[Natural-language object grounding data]
________________
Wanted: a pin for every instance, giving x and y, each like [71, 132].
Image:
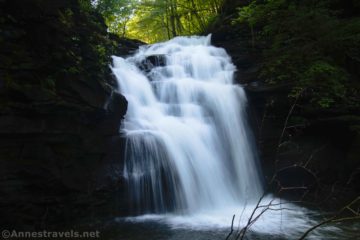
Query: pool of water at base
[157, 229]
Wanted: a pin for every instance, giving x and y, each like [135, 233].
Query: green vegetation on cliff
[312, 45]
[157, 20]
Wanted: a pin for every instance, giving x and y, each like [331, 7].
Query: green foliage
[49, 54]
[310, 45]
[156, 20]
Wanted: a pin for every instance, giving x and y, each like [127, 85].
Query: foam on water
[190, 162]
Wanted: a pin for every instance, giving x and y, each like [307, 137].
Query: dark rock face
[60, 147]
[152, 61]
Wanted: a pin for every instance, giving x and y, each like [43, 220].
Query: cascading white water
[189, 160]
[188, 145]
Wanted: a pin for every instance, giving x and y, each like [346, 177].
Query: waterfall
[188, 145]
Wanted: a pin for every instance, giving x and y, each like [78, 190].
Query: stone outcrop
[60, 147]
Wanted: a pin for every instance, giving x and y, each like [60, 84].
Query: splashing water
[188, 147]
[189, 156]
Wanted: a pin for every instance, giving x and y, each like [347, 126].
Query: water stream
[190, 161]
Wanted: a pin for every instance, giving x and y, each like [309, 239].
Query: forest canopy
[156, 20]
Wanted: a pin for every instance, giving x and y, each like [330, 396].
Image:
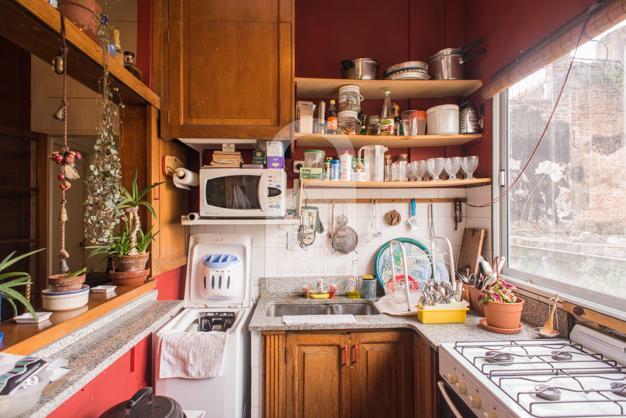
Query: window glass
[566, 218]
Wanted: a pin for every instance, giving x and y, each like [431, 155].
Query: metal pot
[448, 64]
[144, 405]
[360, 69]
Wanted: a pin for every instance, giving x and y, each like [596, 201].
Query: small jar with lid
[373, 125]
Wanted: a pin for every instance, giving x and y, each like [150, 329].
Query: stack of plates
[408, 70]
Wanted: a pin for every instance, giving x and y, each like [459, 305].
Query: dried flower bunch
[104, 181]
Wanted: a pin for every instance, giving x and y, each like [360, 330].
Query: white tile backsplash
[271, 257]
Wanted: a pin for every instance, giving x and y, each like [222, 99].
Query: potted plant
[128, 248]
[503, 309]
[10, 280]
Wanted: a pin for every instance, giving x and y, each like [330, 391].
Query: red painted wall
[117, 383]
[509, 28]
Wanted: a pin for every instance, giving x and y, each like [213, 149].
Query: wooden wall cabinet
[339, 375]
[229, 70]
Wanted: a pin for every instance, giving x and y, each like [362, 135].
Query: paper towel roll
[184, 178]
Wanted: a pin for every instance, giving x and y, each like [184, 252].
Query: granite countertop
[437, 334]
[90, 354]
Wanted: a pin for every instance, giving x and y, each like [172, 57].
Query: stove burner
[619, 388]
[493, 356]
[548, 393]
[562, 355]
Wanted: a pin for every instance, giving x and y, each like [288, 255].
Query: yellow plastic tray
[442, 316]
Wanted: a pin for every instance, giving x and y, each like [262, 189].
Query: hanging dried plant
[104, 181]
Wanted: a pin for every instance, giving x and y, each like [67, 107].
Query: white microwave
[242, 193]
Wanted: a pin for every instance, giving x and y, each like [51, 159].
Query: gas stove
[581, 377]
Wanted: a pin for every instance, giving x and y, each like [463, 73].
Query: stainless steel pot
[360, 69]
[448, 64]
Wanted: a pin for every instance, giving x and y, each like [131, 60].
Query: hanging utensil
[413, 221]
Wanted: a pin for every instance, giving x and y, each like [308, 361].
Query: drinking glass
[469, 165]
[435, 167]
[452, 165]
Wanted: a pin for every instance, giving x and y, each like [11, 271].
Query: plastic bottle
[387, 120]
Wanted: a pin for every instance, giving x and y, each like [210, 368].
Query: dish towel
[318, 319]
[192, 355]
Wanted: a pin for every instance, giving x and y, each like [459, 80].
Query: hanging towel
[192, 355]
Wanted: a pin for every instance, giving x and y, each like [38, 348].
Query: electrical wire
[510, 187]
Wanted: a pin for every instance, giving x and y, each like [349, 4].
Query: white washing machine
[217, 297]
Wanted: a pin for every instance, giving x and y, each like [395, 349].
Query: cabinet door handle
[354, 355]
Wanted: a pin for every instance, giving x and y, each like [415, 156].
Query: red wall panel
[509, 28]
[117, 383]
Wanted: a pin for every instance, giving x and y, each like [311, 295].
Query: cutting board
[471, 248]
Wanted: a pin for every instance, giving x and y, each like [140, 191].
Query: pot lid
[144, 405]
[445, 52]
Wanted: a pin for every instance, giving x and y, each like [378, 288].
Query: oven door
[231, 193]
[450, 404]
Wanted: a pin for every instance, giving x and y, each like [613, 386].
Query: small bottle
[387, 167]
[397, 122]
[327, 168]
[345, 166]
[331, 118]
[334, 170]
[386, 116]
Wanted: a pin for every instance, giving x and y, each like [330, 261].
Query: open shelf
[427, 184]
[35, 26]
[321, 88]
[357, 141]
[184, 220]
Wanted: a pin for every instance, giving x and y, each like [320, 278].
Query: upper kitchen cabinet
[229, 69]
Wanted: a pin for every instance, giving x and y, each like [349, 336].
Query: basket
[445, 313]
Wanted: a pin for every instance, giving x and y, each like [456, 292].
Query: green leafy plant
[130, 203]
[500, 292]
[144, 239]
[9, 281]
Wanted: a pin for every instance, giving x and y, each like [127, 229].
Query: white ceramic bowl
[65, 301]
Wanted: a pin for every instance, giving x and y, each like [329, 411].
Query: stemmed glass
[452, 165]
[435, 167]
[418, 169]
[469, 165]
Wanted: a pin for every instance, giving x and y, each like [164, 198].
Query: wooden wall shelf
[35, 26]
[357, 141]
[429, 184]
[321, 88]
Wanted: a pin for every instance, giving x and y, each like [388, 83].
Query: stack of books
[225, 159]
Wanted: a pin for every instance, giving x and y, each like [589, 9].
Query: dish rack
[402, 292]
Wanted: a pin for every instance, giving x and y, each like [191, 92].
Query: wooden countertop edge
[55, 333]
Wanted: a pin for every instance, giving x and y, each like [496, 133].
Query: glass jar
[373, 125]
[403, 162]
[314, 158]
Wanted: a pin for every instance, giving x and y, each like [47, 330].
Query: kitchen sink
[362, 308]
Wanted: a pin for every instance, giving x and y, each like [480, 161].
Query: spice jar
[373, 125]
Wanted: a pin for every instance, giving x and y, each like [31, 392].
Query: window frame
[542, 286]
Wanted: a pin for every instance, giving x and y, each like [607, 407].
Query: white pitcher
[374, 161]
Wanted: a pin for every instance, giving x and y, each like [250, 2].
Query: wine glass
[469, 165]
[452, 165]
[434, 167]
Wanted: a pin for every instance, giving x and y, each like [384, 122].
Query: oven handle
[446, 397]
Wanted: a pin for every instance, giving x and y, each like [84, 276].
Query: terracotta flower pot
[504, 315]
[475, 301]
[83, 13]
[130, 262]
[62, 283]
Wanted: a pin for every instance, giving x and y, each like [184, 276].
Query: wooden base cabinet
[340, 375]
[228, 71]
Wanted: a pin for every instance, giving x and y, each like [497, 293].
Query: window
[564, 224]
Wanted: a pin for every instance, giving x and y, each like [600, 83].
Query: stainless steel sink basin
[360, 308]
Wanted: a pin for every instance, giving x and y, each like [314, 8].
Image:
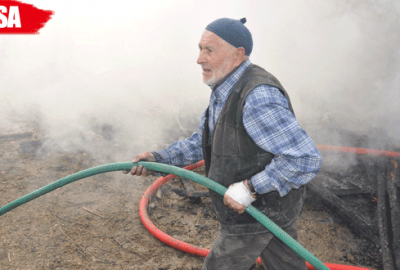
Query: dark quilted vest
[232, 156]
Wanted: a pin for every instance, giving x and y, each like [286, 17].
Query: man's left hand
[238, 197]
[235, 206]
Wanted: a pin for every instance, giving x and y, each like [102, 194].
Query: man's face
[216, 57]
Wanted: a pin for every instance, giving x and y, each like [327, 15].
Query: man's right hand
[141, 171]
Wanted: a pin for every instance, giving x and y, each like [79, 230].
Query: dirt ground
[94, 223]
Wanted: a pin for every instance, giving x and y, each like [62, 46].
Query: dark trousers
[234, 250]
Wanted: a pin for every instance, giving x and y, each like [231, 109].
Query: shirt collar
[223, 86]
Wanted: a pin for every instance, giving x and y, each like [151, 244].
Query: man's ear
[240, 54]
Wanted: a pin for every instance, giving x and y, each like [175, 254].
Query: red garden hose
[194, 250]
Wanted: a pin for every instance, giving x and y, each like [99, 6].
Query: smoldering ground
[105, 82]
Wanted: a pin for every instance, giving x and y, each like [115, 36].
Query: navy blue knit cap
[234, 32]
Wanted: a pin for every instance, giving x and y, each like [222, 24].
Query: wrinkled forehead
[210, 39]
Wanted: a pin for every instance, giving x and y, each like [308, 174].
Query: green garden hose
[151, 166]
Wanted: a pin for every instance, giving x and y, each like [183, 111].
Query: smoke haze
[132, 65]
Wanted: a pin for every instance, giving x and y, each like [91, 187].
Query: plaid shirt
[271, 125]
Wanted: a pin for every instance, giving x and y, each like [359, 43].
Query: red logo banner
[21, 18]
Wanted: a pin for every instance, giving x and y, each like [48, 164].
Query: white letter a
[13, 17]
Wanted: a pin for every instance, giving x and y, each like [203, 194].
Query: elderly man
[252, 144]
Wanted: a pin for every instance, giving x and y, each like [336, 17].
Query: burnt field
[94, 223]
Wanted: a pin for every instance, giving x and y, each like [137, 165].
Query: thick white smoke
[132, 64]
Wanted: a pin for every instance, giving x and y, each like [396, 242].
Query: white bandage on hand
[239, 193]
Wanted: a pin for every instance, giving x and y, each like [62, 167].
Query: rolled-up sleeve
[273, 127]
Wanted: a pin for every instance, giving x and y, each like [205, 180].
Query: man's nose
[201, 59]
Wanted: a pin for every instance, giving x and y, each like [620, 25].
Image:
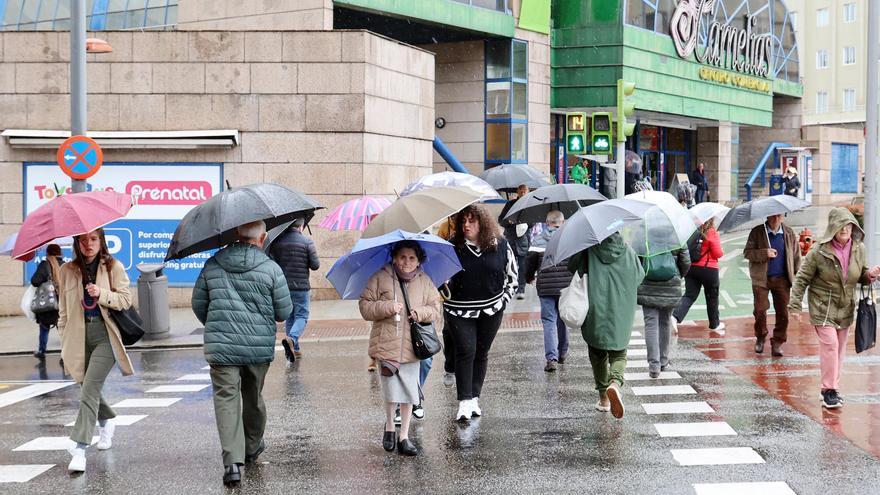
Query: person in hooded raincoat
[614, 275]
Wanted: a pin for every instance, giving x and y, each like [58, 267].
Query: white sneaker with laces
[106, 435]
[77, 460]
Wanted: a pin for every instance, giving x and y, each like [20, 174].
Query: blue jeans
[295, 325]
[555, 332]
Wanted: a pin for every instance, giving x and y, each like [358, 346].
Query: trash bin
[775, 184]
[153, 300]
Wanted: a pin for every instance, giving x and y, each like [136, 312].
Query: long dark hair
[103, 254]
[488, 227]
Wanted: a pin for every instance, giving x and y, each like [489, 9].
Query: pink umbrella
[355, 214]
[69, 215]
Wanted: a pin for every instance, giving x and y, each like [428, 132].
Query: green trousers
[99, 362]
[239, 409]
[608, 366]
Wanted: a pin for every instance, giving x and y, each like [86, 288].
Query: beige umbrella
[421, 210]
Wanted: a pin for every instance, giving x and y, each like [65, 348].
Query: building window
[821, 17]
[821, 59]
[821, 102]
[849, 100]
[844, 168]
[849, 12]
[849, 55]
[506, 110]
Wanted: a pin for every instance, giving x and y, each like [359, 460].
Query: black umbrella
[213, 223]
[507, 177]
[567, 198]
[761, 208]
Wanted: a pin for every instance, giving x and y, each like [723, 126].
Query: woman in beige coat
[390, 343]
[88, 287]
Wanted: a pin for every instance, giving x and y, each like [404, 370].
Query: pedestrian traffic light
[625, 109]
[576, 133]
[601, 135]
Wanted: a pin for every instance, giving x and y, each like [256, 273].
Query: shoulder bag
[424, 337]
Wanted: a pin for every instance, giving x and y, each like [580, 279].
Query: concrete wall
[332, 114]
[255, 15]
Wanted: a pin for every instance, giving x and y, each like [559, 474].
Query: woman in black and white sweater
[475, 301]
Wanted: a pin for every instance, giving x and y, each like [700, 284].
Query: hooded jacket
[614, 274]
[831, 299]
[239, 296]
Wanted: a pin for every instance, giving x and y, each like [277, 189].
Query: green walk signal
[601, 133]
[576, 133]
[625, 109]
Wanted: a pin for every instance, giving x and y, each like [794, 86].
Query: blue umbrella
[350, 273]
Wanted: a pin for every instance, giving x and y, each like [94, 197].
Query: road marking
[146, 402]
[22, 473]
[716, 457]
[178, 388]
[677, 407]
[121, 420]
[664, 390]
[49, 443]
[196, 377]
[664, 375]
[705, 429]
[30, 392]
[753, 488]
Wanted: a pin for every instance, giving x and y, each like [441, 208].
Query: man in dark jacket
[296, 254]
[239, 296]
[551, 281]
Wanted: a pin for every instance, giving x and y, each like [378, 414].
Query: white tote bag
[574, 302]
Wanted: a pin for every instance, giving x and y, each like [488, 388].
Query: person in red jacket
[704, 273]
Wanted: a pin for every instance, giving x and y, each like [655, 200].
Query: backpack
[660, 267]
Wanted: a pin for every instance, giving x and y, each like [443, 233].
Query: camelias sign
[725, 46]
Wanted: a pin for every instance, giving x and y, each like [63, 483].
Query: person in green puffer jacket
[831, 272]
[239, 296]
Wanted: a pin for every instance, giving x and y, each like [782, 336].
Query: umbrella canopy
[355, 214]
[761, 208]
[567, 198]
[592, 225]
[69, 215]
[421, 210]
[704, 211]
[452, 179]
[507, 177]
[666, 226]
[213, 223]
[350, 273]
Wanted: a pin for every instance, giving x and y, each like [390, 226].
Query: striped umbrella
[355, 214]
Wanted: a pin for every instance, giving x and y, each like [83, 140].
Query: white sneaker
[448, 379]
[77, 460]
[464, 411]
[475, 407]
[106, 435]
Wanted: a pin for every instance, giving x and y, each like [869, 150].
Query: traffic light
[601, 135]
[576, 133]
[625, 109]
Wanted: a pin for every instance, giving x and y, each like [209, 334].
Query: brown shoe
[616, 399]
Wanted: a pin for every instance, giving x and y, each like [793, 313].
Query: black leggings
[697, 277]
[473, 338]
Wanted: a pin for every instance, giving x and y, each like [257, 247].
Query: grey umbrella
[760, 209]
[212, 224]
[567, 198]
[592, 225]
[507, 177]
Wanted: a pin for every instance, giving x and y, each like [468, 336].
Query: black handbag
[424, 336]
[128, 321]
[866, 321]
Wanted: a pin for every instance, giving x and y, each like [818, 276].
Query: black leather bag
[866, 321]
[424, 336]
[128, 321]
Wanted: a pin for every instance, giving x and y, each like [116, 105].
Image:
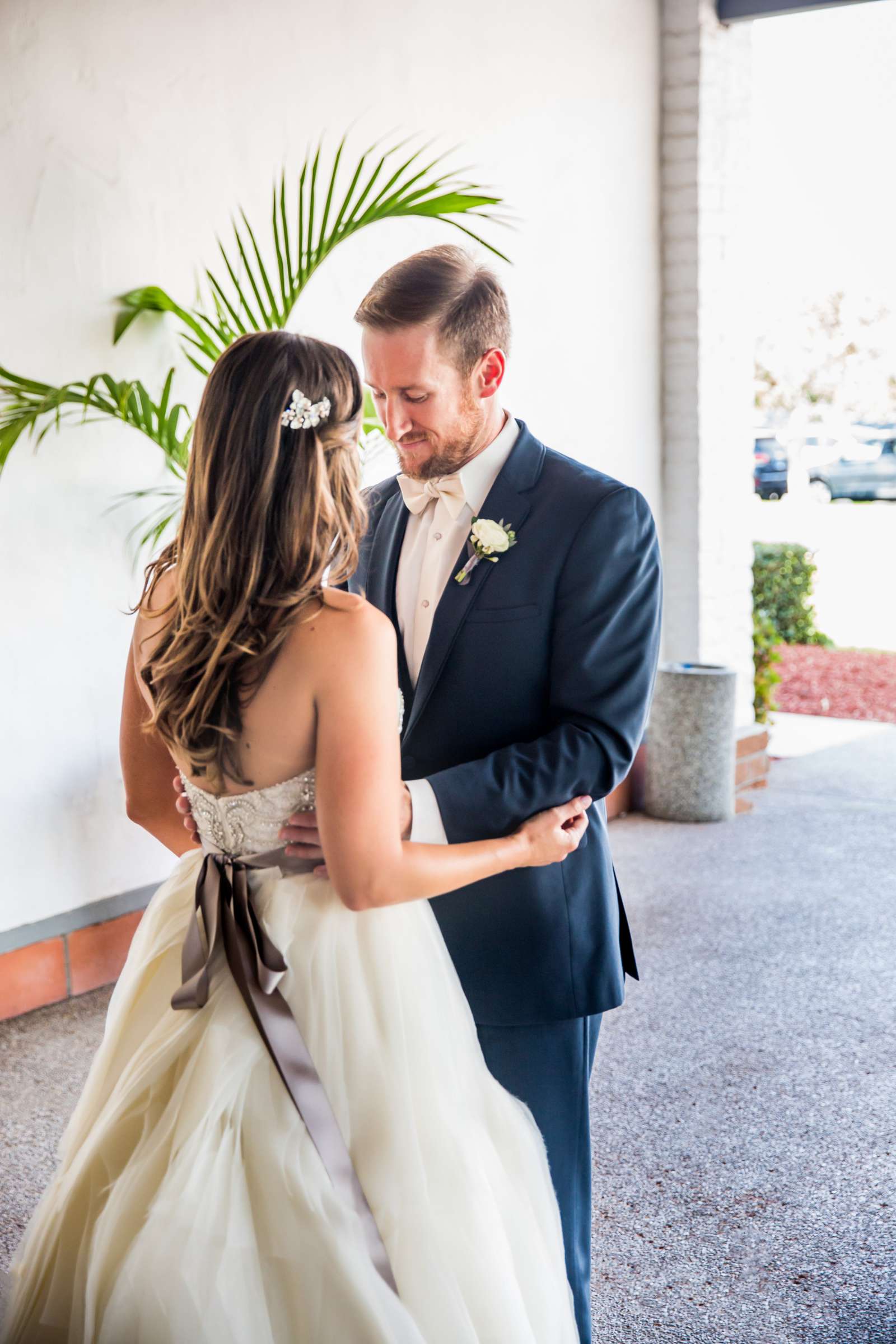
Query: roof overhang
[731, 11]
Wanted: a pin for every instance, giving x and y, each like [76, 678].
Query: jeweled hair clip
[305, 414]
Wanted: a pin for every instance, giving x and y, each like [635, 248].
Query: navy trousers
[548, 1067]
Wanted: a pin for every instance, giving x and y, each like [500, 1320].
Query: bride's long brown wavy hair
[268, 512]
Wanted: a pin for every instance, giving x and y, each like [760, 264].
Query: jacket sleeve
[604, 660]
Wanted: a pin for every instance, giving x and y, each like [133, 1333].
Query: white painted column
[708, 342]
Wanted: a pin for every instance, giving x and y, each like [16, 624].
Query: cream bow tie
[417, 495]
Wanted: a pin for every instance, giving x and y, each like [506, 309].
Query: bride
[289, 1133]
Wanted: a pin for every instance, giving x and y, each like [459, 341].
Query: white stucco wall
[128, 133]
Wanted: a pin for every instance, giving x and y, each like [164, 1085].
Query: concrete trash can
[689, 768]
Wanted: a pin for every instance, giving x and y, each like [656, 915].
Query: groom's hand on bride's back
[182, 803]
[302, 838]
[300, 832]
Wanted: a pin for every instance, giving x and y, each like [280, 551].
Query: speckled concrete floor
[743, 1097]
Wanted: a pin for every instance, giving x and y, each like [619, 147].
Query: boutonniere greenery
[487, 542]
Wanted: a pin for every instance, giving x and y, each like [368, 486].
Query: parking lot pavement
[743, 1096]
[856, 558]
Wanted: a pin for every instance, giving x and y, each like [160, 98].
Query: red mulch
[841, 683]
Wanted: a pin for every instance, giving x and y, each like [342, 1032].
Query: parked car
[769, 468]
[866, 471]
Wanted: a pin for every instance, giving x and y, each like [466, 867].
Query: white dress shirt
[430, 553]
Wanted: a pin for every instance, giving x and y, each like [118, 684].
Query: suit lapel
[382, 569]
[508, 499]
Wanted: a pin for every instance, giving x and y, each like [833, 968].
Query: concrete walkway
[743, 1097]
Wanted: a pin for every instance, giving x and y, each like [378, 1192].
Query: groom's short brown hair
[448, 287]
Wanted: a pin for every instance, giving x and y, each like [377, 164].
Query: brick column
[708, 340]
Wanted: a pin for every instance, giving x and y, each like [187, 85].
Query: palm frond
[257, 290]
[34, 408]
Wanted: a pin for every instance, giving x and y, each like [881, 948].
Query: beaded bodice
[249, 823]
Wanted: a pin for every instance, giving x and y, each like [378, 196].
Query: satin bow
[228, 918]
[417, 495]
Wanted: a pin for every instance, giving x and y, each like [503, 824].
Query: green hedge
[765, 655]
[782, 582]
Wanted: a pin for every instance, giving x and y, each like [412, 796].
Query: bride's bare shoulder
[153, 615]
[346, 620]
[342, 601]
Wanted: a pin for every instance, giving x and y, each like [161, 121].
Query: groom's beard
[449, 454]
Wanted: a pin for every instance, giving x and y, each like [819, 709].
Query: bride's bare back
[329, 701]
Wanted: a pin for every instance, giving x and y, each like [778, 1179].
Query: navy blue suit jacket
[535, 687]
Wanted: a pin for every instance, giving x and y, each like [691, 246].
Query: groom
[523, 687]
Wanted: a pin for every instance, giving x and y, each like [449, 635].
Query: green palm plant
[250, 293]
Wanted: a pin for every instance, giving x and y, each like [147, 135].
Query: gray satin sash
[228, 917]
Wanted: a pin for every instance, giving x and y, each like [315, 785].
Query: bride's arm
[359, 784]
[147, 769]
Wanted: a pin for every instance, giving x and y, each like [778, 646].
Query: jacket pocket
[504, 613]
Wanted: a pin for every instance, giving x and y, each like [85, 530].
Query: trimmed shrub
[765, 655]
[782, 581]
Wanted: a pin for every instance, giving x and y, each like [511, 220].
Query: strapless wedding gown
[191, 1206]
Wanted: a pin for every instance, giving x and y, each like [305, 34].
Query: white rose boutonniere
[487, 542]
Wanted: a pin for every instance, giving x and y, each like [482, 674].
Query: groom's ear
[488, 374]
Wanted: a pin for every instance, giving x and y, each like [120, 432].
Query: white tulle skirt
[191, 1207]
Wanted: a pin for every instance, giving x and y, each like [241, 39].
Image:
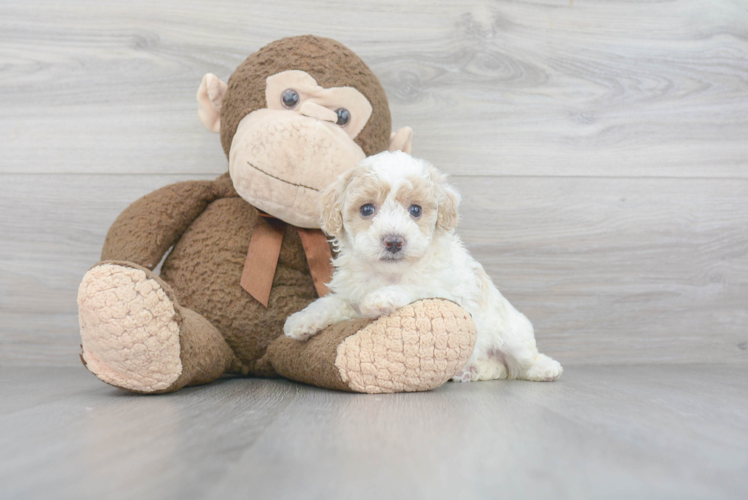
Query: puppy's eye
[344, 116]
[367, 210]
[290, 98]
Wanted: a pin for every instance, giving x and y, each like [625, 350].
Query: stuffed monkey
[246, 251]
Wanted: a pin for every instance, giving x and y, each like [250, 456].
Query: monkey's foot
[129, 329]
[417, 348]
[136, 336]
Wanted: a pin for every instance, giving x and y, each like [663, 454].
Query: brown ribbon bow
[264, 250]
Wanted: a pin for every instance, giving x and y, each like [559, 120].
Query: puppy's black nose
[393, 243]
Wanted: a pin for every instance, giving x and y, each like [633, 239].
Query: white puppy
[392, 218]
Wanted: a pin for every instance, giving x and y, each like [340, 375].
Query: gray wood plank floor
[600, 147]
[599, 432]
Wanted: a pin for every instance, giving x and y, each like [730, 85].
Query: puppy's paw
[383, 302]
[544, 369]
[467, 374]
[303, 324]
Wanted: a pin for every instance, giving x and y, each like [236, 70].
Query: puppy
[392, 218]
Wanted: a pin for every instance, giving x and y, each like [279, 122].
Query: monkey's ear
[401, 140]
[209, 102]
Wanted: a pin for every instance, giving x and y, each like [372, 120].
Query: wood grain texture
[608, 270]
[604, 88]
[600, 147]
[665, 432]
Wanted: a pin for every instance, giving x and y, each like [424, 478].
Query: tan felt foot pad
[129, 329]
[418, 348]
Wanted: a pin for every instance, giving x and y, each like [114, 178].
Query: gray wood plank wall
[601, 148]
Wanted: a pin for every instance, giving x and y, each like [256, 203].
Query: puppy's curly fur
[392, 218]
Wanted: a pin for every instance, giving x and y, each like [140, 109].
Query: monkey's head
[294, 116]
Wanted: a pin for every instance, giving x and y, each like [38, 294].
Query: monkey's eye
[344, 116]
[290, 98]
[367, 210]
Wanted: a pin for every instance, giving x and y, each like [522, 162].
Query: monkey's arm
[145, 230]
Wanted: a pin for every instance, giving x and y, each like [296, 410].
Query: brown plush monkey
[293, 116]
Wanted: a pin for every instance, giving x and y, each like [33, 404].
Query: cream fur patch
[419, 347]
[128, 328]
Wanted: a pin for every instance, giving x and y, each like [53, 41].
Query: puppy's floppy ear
________________
PROBLEM DESCRIPTION: After locating "Query: burnt field" and "like [700, 284]." in the records above, return exactly the line holding each one and every line between them; leave out the pictures.

EXERCISE ANSWER:
Query: burnt field
[94, 223]
Wanted: a pin for every instance, giving x and y, each like [137, 165].
Query: thick white smoke
[132, 64]
Wanted: a pin for every instance, giving x and y, each like [396, 242].
Query: white bandage on hand
[239, 193]
Wanted: a pin for every instance, giving x and y, each like [62, 167].
Query: rolled-up sleeve
[273, 127]
Wanted: a pin for every instance, giving x and y, each like [205, 180].
Query: man's nose
[201, 59]
Wanted: a pin for every instance, giving x and y, each like [620, 25].
Image:
Query: person in hooded raincoat
[614, 275]
Wanted: a pin for every instance, giving x and y, each like [58, 267].
Query: white sneaker with laces
[106, 435]
[77, 460]
Wanted: a pin for every instance, giving x and y, each like [20, 174].
Query: blue jeans
[295, 325]
[555, 332]
Wanted: a pin for every instance, giving x and y, each like [358, 346].
Query: trash bin
[775, 184]
[153, 300]
Wanted: a pin for every instance, giving x and y, each like [136, 312].
Query: long dark hair
[103, 254]
[488, 227]
Wanted: a pin for every instance, giving x and y, each like [489, 9].
Query: pink umbrella
[355, 214]
[69, 215]
Wanted: a pin for every instance, giving x and y, each like [428, 132].
Query: green trousers
[99, 362]
[239, 409]
[608, 366]
Wanted: a pin for every instance, giving x and y, each like [86, 288].
Query: beige umbrella
[421, 210]
Wanted: a pin for every instance, giving x and y, each like [65, 348].
Query: building window
[821, 17]
[821, 59]
[821, 102]
[849, 100]
[844, 168]
[849, 12]
[849, 55]
[506, 110]
Wanted: a pin for every instance, giving x and y, each like [359, 460].
Query: black umbrella
[213, 223]
[507, 177]
[567, 198]
[761, 208]
Wanted: a pin for every instance, giving x and y, each like [723, 126].
Query: woman in beige coat
[390, 343]
[88, 287]
Wanted: a pin for every instance, giving x and y, each like [404, 370].
Query: pedestrian traffic light
[625, 109]
[576, 133]
[601, 135]
Wanted: a pin for every instance, giving x and y, each like [256, 273].
Query: shoulder bag
[424, 337]
Wanted: a pin for every instance, giving x and y, each like [580, 279].
Query: concrete wall
[332, 114]
[255, 15]
Wanted: a pin for every instance, giving x and y, each like [559, 474].
Query: woman in black and white sweater
[475, 301]
Wanted: a pin for every instance, giving x and y, each like [700, 284].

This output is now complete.